Yesterday, the NFL handed down a one-year suspension to Cleveland Browns wide receiver Josh Gordon (see this Inquisitr article) for violating the league’s drug policy (for the third time, it should be noted). You heard that right: a one-year suspension. For smoking pot.
Let’s be clear about something from the outset: I am in no way defending Josh Gordon. He made his bed, and he will have to lie in it. After all, he’d had two previous offenses, and the punishments get collectively worse for each offense; he knew it was coming. And, he committed to the NFL’s drug policy when he signed his contract.
The problem is, that policy is stupid. It makes the NFL look like prudish church ladies; it arbitrarily and capriciously hands out punishments for victimless “crimes” that are often harsher than those given to players who commit crimes with actual victims; and it turns good players (and good men) into criminals.
The current NFL Substance Policy wasn’t imposed unilaterally by NFL officials – the NFL Players Association (the players’ union) agreed to it as part of their collective bargaining agreement. The text of the policy, which can be found here, reads, in part:
“Substance abuse can lead to on-the-field injuries, to alienation of the fans, to diminished job performance, and to personal hardship. The deaths of several NFL players have demonstrated the potentially tragic consequences of substance abuse. NFL players should not by their conduct suggest that substance abuse is either acceptable or safe.”
As far as crack, cocaine, meth, opiates, and such are concerned, the NFL may have a point. Those drugs are axiomatically dangerous and addicting, although a player who uses those drugs victimizes only himself. But as of this post, the number of marijuana deaths in recorded human history is exactly zero.
It could be that the NFL is so concerned about player safety that it has chosen to police what its players do off-the-field and in private. Or perhaps an organization whose largest sponsors include beer manufacturers doesn’t want to be seen as tolerating a competing product. Most likely, the NFL is simply trying to cultivate an image: the image that its players are all noble sportsmen who represent the best ideals of fair play on the field, and good citizenship off the field.
The National Felons League
Reading through the list of NFL players who have faced discipline for conduct off the field, even if you exclude drug offenses, the list of crimes sounds like a career criminal’s rap sheet: felony assault, animal cruelty, rape, a litany of firearms charges. Then there’s the matter that some NFL players, while in the league’s employ, have committed crimes that will likely result in lengthy prison sentences – like alleged murderer Aaron Hernandez, and convicted murderer Rae Carruth.

* **RAW RECORDS**:
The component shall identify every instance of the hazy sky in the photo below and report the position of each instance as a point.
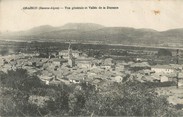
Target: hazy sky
(156, 14)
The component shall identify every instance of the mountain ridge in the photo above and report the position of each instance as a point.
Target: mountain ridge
(87, 32)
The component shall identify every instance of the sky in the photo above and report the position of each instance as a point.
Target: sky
(155, 14)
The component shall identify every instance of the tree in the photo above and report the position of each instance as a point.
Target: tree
(164, 52)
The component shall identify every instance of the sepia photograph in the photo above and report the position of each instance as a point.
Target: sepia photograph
(91, 58)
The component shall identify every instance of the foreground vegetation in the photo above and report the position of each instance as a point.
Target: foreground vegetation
(130, 98)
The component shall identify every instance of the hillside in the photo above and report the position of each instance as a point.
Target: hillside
(88, 32)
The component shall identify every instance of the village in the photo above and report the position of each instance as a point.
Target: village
(74, 67)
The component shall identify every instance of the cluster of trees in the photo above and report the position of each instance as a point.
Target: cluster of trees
(131, 98)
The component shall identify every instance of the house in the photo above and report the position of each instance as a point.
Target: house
(118, 79)
(162, 69)
(164, 79)
(58, 61)
(84, 63)
(139, 66)
(64, 53)
(108, 64)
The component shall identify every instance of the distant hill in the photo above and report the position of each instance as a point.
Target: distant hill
(89, 32)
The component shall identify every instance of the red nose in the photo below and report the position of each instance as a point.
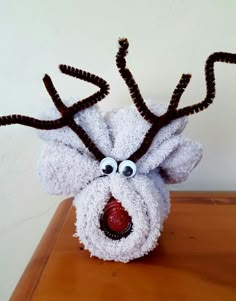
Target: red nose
(116, 217)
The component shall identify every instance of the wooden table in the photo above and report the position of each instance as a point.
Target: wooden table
(195, 259)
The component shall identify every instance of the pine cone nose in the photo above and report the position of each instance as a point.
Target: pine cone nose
(116, 218)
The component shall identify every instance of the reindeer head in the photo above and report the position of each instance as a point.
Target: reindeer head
(117, 165)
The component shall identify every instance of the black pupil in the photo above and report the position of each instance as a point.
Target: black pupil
(128, 171)
(108, 169)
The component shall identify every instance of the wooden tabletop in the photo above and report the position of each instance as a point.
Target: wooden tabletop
(195, 259)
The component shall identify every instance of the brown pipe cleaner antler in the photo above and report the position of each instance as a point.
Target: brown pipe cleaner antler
(67, 113)
(157, 122)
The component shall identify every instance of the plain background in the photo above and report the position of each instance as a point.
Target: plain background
(166, 38)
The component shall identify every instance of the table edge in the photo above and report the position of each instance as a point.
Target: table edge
(32, 273)
(31, 276)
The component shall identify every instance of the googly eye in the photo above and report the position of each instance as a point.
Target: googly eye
(108, 166)
(127, 168)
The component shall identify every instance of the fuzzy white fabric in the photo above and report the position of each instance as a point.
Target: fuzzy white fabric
(67, 167)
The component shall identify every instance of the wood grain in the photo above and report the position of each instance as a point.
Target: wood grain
(35, 267)
(195, 259)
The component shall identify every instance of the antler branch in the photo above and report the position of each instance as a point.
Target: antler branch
(130, 82)
(67, 113)
(157, 122)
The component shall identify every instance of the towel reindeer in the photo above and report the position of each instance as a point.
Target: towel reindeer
(117, 166)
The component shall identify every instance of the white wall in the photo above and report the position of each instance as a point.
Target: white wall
(166, 38)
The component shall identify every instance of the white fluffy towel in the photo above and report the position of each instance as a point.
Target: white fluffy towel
(66, 167)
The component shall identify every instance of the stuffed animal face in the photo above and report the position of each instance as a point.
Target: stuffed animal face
(117, 165)
(119, 216)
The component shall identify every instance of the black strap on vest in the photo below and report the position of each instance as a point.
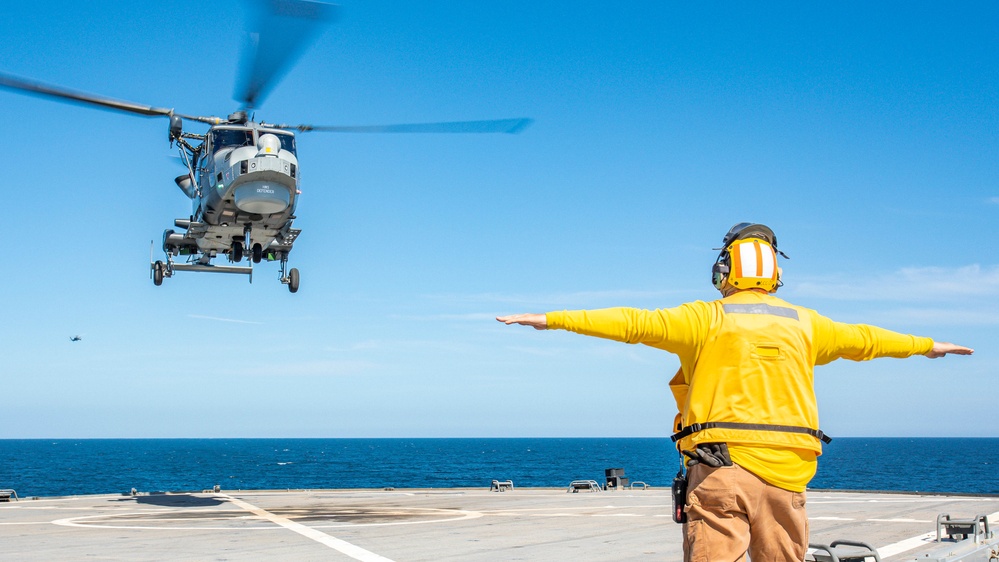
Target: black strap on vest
(816, 433)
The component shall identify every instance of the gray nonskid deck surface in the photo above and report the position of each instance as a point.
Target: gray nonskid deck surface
(428, 525)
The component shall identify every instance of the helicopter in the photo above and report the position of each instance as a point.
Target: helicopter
(243, 176)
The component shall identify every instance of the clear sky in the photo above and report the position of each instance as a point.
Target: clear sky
(866, 134)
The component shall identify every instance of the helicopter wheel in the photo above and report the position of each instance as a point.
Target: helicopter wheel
(158, 273)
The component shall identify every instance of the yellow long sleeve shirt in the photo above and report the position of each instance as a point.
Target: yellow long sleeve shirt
(747, 358)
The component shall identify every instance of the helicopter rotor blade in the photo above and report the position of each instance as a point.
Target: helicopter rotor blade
(284, 29)
(15, 83)
(511, 126)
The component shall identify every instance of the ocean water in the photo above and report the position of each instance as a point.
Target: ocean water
(55, 467)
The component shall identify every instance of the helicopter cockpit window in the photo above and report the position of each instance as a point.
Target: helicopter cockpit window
(231, 138)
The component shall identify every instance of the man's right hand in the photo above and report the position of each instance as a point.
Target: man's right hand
(943, 348)
(536, 321)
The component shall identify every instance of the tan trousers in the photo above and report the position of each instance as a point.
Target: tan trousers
(730, 512)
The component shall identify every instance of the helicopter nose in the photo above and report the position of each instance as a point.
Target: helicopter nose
(262, 197)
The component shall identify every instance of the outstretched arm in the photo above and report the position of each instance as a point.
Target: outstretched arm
(943, 348)
(536, 321)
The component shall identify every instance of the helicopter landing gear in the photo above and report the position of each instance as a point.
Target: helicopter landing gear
(158, 269)
(289, 277)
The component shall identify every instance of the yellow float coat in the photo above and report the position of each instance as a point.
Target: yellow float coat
(747, 358)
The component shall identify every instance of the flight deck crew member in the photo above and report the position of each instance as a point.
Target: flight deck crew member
(748, 420)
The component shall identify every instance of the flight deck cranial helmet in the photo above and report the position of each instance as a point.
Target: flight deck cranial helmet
(748, 259)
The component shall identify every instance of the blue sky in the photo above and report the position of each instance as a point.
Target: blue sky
(864, 134)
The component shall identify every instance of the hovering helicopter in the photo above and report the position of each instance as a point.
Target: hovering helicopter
(243, 176)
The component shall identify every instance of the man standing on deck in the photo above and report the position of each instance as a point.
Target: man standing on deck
(748, 419)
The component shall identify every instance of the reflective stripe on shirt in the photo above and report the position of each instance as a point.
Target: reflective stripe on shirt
(760, 308)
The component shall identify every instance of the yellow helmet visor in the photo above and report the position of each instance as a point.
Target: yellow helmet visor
(753, 265)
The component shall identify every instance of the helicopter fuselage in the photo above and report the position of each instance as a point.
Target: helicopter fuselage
(247, 179)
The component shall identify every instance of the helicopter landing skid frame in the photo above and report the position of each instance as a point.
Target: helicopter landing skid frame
(160, 270)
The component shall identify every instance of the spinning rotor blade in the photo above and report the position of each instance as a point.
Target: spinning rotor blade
(19, 84)
(512, 126)
(284, 29)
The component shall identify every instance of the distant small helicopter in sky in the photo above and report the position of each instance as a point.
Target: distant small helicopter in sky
(243, 177)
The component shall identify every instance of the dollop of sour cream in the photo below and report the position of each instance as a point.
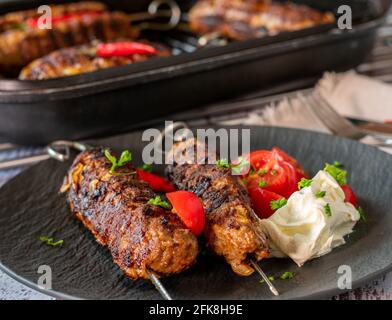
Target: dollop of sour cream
(305, 228)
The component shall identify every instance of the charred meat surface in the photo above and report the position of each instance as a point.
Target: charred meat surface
(230, 222)
(22, 41)
(114, 208)
(247, 19)
(82, 59)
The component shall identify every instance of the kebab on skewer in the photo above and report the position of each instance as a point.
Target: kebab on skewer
(88, 58)
(230, 222)
(247, 19)
(22, 41)
(115, 207)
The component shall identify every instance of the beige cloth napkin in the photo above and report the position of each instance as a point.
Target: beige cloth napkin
(351, 94)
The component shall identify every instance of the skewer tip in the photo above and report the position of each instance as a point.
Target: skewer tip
(264, 276)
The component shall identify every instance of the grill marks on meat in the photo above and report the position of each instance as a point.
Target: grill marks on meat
(246, 19)
(21, 44)
(114, 208)
(77, 60)
(230, 224)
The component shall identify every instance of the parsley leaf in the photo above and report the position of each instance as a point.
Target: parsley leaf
(262, 184)
(337, 173)
(261, 172)
(327, 209)
(222, 163)
(321, 194)
(237, 168)
(252, 170)
(125, 158)
(277, 204)
(362, 213)
(304, 183)
(147, 167)
(270, 278)
(241, 166)
(51, 242)
(157, 201)
(287, 275)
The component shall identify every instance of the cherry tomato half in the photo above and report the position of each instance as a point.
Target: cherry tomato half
(189, 208)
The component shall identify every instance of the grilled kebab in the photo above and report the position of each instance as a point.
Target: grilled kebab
(22, 41)
(114, 208)
(246, 19)
(82, 59)
(230, 222)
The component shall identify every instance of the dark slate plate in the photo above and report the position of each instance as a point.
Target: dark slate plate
(30, 206)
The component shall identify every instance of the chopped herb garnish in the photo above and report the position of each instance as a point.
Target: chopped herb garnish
(238, 168)
(304, 183)
(362, 213)
(262, 184)
(327, 209)
(125, 158)
(222, 163)
(157, 201)
(147, 167)
(270, 278)
(252, 170)
(277, 204)
(51, 242)
(287, 275)
(338, 164)
(321, 194)
(337, 173)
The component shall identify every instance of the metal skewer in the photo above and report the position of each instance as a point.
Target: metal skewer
(264, 276)
(158, 285)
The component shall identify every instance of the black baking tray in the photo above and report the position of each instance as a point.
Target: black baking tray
(110, 101)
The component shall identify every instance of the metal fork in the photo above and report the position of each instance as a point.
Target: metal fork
(336, 123)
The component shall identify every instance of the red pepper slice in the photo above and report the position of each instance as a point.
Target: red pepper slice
(124, 48)
(156, 183)
(190, 210)
(33, 22)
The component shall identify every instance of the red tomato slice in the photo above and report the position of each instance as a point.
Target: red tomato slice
(350, 195)
(282, 178)
(189, 208)
(276, 182)
(155, 182)
(261, 200)
(261, 159)
(283, 156)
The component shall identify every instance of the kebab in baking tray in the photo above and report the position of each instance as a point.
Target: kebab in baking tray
(22, 41)
(247, 19)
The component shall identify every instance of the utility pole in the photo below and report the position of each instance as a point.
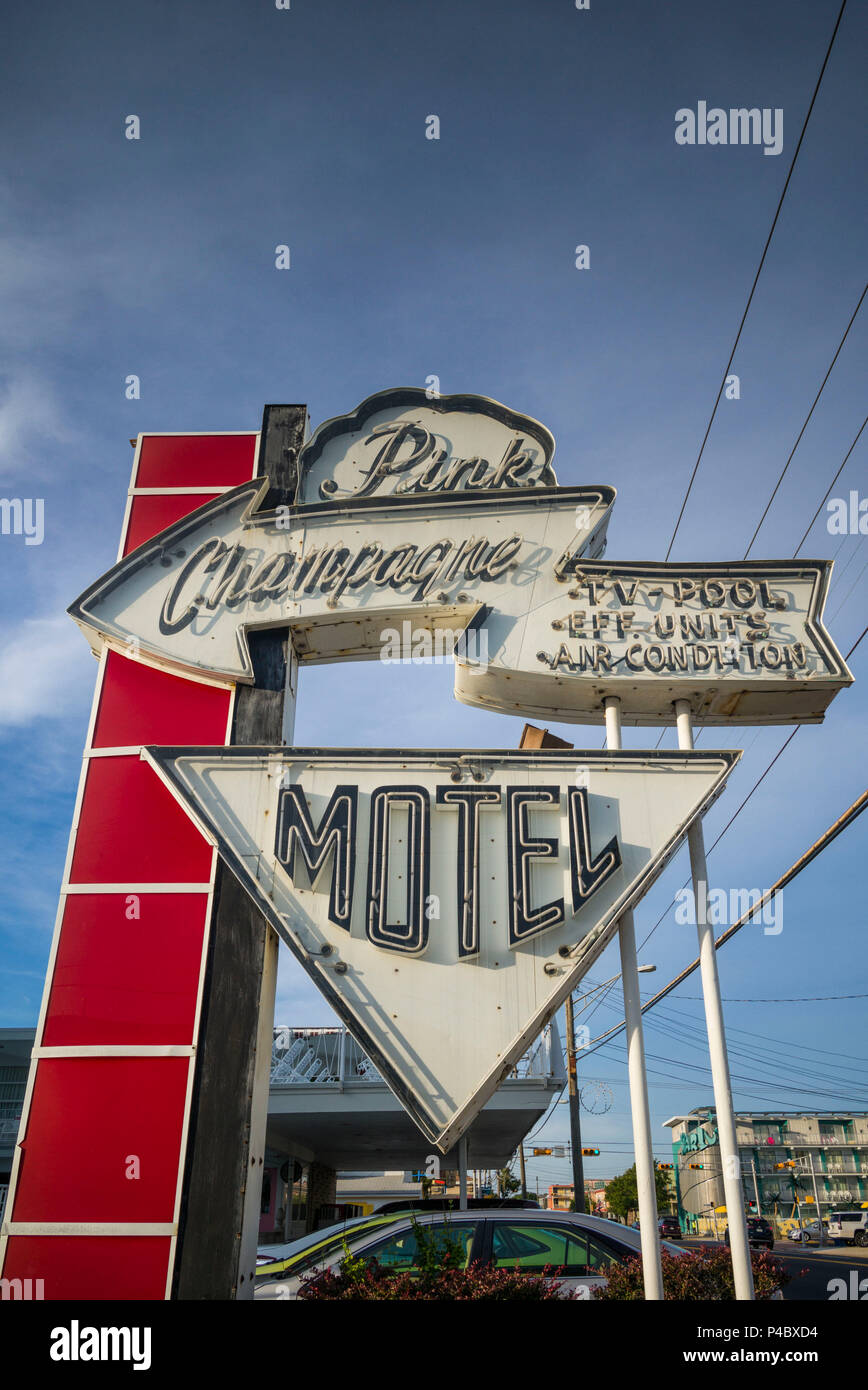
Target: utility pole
(756, 1187)
(575, 1108)
(739, 1244)
(522, 1171)
(817, 1200)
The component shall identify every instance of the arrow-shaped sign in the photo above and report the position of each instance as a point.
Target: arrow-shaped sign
(354, 580)
(444, 902)
(434, 528)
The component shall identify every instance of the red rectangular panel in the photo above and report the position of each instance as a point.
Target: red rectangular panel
(143, 705)
(127, 969)
(102, 1268)
(132, 830)
(89, 1119)
(195, 460)
(149, 516)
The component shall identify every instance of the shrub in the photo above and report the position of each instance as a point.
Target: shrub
(475, 1283)
(696, 1275)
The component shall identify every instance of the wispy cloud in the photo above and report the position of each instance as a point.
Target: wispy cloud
(45, 667)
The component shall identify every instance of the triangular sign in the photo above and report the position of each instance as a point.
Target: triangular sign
(444, 901)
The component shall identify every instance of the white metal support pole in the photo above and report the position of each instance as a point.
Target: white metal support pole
(756, 1187)
(646, 1184)
(730, 1164)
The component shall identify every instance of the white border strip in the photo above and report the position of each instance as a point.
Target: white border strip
(88, 1228)
(117, 1050)
(125, 888)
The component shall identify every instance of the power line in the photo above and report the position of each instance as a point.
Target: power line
(761, 779)
(831, 485)
(768, 241)
(832, 833)
(806, 424)
(807, 998)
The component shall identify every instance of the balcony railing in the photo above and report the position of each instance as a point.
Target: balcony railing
(797, 1139)
(331, 1057)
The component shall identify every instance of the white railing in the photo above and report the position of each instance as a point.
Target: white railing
(331, 1057)
(796, 1139)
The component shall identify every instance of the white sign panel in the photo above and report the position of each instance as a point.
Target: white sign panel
(444, 901)
(401, 444)
(742, 642)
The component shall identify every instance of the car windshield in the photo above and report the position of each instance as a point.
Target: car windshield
(309, 1250)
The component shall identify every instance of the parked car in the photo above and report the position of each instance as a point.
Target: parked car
(849, 1226)
(575, 1247)
(758, 1233)
(808, 1230)
(449, 1204)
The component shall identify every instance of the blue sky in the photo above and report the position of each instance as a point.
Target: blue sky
(451, 257)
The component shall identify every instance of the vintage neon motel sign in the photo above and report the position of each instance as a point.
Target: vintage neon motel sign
(444, 901)
(443, 519)
(441, 514)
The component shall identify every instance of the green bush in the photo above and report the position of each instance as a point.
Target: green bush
(696, 1275)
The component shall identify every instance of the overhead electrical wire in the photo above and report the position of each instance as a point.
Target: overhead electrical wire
(831, 485)
(832, 833)
(783, 471)
(768, 241)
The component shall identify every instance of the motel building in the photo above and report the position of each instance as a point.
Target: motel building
(338, 1141)
(790, 1161)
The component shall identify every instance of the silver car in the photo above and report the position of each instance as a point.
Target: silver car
(575, 1248)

* **EXERCISE INSTRUCTIONS**:
Answer these questions using the article on Josh Gordon's suspension:
(a) How long is the suspension the NFL gave Gordon?
(b) Which body agreed to the NFL Substance Policy in its collective bargaining agreement?
(c) Which player does the article call a convicted murderer?

* **FULL ANSWER**:
(a) One year.
(b) The NFL Players Association, the players' union.
(c) Rae Carruth.